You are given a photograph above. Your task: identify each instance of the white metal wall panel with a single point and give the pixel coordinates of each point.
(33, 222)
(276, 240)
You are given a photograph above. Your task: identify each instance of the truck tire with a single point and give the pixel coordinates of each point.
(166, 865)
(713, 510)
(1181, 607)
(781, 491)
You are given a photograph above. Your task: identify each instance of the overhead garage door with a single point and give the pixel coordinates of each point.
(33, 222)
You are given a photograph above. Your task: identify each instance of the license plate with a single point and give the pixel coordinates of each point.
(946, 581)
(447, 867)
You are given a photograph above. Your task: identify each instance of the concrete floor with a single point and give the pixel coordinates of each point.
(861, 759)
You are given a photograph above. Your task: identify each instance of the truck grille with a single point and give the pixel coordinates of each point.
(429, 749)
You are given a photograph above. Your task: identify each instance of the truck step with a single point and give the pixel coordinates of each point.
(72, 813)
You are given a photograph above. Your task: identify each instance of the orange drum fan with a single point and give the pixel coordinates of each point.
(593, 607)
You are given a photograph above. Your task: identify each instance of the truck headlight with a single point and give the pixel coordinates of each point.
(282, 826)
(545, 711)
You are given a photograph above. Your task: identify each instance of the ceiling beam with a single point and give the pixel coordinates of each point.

◆ **EXERCISE INSTRUCTIONS**
Write out the whole listing again, keeping every character as it is.

◆ **SOLUTION**
You are given a photograph above. Your task: identify each instance of the white metal wall panel with a single point and give the pixel coordinates of each point.
(33, 222)
(276, 240)
You are given a photograph above. Your task: identify each instance of the truck tire with a single point and give the pixel coordinates of each point.
(166, 865)
(713, 510)
(1181, 607)
(781, 491)
You are given a photograph above. Your task: identify each instance of the overhead garage door with a single point and give the pixel coordinates of each point.
(33, 222)
You are given a photograph above. Your task: identify each instance of the license plate with a single point and give the pixel coordinates of each point.
(946, 581)
(447, 867)
You are given a photograph above. Your task: identify each instance of the concrete floor with a single point and give the pixel coordinates of each point.
(861, 759)
You are given a photograph above. Your task: identify each instance of the truck grille with a single point and give the pixel coordinates of each point.
(429, 749)
You are given a photograph above. Your task: identify each instance of the truck step with a single point and give the pixel coordinates of each point.
(72, 813)
You are given a photograph above. Your task: identify each instance of the orange drum fan with a single point and give the pixel coordinates of each point.
(593, 607)
You are given a photograph above. Your task: identify each instance of the truck headlight with a single point and give the pixel coordinates of each point.
(282, 826)
(545, 711)
You are given a photograph above. Your task: identify each instance of the ceiling beam with a single point and give the pixel coordinates of each point.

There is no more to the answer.